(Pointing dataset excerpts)
=====
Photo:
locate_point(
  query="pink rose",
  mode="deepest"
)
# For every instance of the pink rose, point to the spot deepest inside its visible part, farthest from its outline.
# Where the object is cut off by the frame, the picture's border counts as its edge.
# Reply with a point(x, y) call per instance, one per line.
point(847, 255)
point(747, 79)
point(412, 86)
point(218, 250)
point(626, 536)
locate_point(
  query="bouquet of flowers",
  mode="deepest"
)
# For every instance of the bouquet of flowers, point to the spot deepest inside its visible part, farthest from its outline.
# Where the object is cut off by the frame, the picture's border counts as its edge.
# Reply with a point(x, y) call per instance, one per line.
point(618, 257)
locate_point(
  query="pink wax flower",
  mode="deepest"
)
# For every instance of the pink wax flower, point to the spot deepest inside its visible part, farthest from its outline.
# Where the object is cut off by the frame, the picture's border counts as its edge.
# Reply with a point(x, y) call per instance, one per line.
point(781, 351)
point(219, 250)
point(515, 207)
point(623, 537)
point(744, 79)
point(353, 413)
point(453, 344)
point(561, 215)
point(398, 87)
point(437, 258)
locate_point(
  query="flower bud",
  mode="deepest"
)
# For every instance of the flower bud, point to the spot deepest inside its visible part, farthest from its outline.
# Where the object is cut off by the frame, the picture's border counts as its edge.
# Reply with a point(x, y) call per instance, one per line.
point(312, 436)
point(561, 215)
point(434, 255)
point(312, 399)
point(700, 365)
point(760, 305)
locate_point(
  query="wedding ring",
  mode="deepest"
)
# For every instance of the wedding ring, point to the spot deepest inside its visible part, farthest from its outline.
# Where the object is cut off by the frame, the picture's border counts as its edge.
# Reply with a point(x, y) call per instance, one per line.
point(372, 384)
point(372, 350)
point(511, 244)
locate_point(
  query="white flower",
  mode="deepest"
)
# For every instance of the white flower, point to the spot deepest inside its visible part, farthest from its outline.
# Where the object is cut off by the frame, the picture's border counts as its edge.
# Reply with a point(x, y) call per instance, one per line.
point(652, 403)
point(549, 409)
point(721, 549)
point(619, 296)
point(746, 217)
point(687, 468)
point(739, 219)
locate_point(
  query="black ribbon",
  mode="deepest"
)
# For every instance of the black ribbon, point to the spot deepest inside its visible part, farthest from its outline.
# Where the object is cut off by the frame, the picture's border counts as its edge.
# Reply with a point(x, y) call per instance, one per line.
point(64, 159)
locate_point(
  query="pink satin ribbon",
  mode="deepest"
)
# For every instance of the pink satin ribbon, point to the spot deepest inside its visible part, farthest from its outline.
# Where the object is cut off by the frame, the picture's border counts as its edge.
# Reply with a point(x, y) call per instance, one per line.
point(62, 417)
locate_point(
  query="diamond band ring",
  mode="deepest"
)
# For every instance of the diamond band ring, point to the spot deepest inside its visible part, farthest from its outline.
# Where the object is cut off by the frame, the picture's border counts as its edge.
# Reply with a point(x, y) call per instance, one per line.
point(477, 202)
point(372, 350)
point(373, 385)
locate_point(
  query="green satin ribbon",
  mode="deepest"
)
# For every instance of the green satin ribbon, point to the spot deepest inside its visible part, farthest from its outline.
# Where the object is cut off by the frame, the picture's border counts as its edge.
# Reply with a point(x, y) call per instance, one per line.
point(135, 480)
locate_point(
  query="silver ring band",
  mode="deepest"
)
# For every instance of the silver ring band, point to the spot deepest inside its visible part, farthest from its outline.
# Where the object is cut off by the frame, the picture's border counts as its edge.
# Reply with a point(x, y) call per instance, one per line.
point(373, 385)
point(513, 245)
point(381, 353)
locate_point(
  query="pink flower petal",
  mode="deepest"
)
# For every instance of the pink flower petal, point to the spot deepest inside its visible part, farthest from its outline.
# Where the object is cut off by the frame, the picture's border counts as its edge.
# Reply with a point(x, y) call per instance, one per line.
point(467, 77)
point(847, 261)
=====
■ What you need to do:
Every line of the data above should be reproduced word for word.

■ Answer to the task:
Photo:
locate_point(
  query="pink rose",
  mode="deepest"
)
# For every instance of the pink rose, point to the spot deepest inside its visible part, farthest from its outline.
# Where the object is cut off by the frame, the picture's border counts as its edge.
# Reply with a point(x, y) call per instance, one per line.
point(847, 255)
point(747, 79)
point(412, 86)
point(218, 250)
point(626, 536)
locate_point(
  query="bouquet of flowers",
  mode="deepest"
)
# For every instance of the bouquet of flowers, point to the spot deepest inside its visible part, farthest from its outline.
# Where the object is cut off by the frame, the picture's border counts as its edge.
# Reply with a point(x, y) call per instance, one per line.
point(618, 257)
locate_point(
  query="pink wax flower",
  mode="deepest"
)
# For every instance of the pink wax flower, point to the spot deepest inside its visible part, farthest from its outline.
# Where the object is cut off by the frame, the picture's border counts as its edge.
# Reply with a point(x, y) call per instance, one per line.
point(781, 351)
point(219, 250)
point(515, 207)
point(623, 537)
point(744, 79)
point(353, 413)
point(453, 344)
point(561, 215)
point(398, 87)
point(437, 258)
locate_point(
  query="flower bud",
  mode="deepest"
)
# For every instance of the flower bud, point to the spot deepest inside its visible part, farthest from its outline.
# Where the object is cut off by the frame, the picture's border counts as its edge.
# Reply with a point(x, y) call per instance, one per line.
point(312, 436)
point(561, 215)
point(434, 255)
point(312, 399)
point(700, 365)
point(760, 305)
locate_point(
  query="wedding ring",
  mode="deepest"
)
# For every instance of the wedding ring, point to the spot deepest inside its visible part, farthest from its outline.
# Where the object is cut off by the frame, the picture's border counts as its edge.
# Reply with a point(x, y) call per instance, one per line.
point(372, 384)
point(372, 350)
point(511, 244)
locate_point(
  query="white flower",
  mode="deepest"
)
# For every instance of the white flower, point to the spot deepest inside its visible part, farthest from its outline.
# Where the object is cut off by the frame, the picture's border counts as its edge.
# Reply with a point(x, y) call per instance, one per line.
point(652, 403)
point(549, 409)
point(721, 549)
point(619, 296)
point(746, 217)
point(687, 468)
point(739, 219)
locate_point(
  query="black ribbon",
  mode="deepest"
)
# For every instance of the black ribbon, point to the spot deepest inside its visible part, farthest from its outline.
# Where the object is cut off by the frame, the picture's border counts as its edge.
# Reply with a point(x, y) call per instance, one per line.
point(64, 159)
locate_point(
  query="pink satin ribbon",
  mode="deepest"
)
# For every instance of the pink satin ribbon, point to the spot deepest inside its visible part, farthest from its outline.
# Where the object is cut off by the frame, the picture's border counts as its edge.
# Reply with a point(x, y) call per instance, one per line.
point(62, 417)
locate_point(
  query="diamond band ring",
  mode="deepest"
)
# For every instance of the diamond band ring, point to the spot deepest inside its visible part, farthest from its outline.
# Where the object is cut off by the frame, the picture's border counts as its edge.
# Reply with a point(x, y) call per instance, one per line.
point(477, 202)
point(372, 350)
point(373, 385)
locate_point(
  query="green satin ribbon",
  mode="deepest"
)
# For every instance of the green satin ribbon, point to the spot deepest inside its visible part, farthest from its outline.
# Where the object is cut off by the frame, the picture's border counts as its edge.
# Reply with a point(x, y) call per instance, one per line.
point(135, 480)
locate_point(
  query="silver ring band",
  mode="deepest"
)
# For every instance of the silver ring band, point to the spot deepest inside its visible part, farthest from its outline.
# Where the object is cut off by the frame, the picture's border counts as its edge.
# Reply with a point(x, y) call per instance, one per line.
point(373, 385)
point(513, 245)
point(381, 353)
locate_point(
  query="pink flower petal",
  mode="deepest"
)
# For every instance of the pink flower petal, point to the spot deepest inside its visible part, farthest from its outline.
# Where the object is cut off by the frame, the picture's border counts as its edge.
# Reply with a point(x, y) call per instance, one per line.
point(467, 77)
point(847, 261)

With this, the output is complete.